*** Opening of RECORD EXCERPTS ***

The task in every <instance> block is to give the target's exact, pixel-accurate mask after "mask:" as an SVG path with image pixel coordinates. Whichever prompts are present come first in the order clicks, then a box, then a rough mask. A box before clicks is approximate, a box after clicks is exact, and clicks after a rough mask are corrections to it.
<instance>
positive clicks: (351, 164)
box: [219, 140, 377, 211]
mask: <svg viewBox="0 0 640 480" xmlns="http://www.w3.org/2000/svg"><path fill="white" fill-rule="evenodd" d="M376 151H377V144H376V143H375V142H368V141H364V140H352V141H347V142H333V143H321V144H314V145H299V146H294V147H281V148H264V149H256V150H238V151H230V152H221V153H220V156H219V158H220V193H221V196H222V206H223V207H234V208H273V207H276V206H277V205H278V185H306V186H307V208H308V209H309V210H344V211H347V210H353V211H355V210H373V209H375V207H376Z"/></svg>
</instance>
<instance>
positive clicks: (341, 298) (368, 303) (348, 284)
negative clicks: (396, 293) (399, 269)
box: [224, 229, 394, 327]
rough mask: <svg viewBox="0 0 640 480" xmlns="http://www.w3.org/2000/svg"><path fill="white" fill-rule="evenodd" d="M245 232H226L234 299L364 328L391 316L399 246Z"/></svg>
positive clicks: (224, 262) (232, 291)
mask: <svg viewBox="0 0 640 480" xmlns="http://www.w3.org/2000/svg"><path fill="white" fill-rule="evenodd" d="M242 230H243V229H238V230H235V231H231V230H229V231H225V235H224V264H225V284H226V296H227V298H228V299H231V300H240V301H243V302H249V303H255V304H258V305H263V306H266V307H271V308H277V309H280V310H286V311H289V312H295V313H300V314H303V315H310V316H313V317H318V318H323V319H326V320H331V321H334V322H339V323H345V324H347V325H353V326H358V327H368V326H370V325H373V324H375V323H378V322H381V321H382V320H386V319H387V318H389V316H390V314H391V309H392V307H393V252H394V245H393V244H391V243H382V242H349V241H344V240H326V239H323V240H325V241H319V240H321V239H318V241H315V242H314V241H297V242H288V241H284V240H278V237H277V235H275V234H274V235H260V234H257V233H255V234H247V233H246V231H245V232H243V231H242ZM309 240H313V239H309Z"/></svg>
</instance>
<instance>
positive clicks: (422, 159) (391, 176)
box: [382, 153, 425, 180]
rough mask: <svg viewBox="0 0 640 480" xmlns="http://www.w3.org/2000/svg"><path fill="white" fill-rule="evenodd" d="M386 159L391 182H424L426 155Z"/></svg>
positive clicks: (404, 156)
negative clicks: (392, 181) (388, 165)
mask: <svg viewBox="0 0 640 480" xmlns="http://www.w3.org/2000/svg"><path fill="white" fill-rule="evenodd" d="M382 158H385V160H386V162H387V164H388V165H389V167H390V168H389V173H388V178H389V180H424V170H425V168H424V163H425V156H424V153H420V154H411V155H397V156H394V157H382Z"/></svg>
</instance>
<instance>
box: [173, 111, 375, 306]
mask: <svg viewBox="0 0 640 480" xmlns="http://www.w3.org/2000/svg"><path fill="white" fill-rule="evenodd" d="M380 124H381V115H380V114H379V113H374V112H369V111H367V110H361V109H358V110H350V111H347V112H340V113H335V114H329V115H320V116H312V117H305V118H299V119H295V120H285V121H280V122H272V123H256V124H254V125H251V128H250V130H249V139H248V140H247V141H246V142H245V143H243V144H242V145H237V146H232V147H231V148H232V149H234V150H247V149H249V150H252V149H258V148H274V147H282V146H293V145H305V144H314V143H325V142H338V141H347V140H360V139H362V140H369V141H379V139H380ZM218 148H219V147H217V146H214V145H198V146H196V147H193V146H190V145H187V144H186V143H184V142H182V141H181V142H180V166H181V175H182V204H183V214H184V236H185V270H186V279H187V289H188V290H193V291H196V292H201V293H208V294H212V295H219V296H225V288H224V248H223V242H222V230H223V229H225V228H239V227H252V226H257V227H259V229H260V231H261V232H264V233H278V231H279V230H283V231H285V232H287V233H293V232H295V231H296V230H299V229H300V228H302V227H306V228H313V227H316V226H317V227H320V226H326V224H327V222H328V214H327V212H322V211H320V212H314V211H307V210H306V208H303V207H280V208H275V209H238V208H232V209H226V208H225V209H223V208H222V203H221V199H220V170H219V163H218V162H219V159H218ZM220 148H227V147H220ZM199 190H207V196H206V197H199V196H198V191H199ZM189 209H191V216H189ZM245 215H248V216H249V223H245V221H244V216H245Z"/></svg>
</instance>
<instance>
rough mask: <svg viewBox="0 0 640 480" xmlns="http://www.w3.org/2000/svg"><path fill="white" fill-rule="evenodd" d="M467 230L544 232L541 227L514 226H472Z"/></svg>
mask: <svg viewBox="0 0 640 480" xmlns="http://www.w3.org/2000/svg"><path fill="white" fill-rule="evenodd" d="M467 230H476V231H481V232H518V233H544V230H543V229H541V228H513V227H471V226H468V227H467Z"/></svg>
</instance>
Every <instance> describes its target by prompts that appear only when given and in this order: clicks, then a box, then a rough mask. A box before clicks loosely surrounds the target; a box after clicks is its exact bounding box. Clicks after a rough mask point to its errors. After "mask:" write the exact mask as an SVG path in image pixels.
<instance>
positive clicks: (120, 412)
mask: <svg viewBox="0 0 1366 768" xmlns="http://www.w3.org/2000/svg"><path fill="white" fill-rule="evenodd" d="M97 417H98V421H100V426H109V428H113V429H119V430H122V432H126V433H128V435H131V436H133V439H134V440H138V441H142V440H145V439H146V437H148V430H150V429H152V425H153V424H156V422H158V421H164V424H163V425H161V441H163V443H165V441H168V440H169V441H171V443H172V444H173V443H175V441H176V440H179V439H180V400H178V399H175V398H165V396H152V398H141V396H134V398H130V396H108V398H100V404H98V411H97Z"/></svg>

*** Close of RECORD EXCERPTS ***

— WHAT YOU ARE ASKED TO DO —
Where does the word "image" occur in the records? Return every line that holds it.

— YOUR SOLUTION —
The task in every <instance> block is to give the target's exact, pixel-accurate mask after "mask:" as an SVG path with image pixel coordinates. Whichever prompts are present come first in the order clicks, then a box, then a rough mask. A box before clicks is approximate, a box after clicks is exact, and clicks after a rough mask are corrections to it.
Every <instance> describes its target by prompts that appear only when given and in this order: clicks, then a box, then a rough mask. A box before clicks loosely surrounds the target; a box after clicks is its exact bounding box. Clicks after a rough mask point to its errors. After "mask:" write the exact mask as an SVG path in image pixels.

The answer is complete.